Once I left U. Akron it was as if a great weight had been lifted from my shoulders.  Although my ordeal does not compare in magnitude to his, I kept thinking of the immortal Dr. Martin Luther King Jr.’s words, “Free at last, free at last.  Thank God almighty we are free at last!”  But in reality I wasn’t fully insulated from the influence of individuals at U. Akron.  Indeed, I had struck out on my own and started a private company (Stewart’s Technologies, LLC) where I was engaged in research for hire services as well as producing small quantities of perfluoroarylated Lewis acids (PFLAs) for sale.*  Despite numerous difficulties I can say without hesitation that even the worst of times on my own were better than the best of times at U. Akron.

Around this time U. Akron sent documentation concerning the patents on which I was listed as a coinventor whereby I’d essentially assign over my interest in the patents to them (see below).  I only signed such documents with the caveat that I contested “Kennedy’s” inclusion as a coinventor on US 7,202,317 (see enclosure #3 in my letters to Ken Preston and George Moxon, both posted below).  Eventually I had raised this concern (again) directly with the director of technology transfer at U. Akron (Mr. Preston) as well as with the attorney (Mr. Moxon) of the law firm (Rotezel and Andress) handling the patent filings (see below).  Despite indicating that I was the sole inventor to U.S. 7,202,317 neither of them followed up with me on the matter, further perpetrating the fraud of “Dr. Kennedy”.  At that time Dr. Collins was still in the employment of U. Akron and had not yet admitted to the fact that indeed I not only conceived the invention but that I was responsible for its full development (please see the last document posted in blog # 16 of this blog series for his admittance of these facts).  I can only assume that Collins was in no position to challenge “Kennedy” or anyone else at U. Akron for that matter.  In fact, on reviewing the invention disclosure form that U. Akron forced me to sign (see below) in April 4, 2003 (this was for the first patent covering the polymerization system devised by Dr. Collins and Dr. Piers) it should be noticed that “Dr. Kennedy” was already listed as a coinventor despite the fact that this document actually predates my actual invention contained in US 7,202,317!  Further casting serious suspicion on his claim to inventorship is the fact that his claim to inventorship is solely verbal.  Regardless, as shown in the previous blog posting, every single document regarding this invention clearly shows it is mine as does the fact that I’m the only person to invent two additional polymerization systems that effect cationic polymerization of IB in aqueous media.

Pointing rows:
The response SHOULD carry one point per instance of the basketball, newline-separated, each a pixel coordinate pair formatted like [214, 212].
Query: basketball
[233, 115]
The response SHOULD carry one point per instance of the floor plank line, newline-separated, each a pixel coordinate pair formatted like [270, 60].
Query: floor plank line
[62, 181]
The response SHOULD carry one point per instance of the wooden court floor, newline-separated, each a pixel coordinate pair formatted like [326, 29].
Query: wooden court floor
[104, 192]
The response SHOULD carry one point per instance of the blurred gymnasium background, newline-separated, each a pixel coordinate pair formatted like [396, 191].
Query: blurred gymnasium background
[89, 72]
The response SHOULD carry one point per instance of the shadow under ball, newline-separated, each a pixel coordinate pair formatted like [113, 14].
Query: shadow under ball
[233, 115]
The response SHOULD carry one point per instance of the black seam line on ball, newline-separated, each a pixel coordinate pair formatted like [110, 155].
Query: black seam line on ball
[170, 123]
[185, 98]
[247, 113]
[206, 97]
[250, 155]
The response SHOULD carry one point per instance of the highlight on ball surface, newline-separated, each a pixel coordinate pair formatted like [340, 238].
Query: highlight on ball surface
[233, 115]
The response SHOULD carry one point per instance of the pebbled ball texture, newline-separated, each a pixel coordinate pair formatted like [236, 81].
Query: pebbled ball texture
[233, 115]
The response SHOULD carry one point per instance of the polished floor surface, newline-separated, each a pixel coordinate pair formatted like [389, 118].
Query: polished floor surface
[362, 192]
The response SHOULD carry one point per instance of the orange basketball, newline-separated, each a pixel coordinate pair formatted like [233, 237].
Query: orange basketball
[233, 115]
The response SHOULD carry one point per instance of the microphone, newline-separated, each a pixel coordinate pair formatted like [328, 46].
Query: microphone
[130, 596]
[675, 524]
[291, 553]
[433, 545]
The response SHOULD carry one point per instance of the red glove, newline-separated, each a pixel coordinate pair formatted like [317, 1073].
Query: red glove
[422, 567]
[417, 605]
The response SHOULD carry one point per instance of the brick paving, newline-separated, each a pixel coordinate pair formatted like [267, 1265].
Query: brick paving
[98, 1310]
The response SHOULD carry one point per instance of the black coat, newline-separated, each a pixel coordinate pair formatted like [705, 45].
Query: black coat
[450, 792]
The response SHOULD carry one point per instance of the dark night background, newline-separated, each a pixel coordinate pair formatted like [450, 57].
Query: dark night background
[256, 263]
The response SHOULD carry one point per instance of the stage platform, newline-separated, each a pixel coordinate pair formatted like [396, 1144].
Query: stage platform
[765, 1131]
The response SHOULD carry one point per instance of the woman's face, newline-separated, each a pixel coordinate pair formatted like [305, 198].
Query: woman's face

## [What the task requires]
According to the blog excerpt about leaving U. Akron, what was the name of the private company the writer started?

## [The response]
Stewart's Technologies, LLC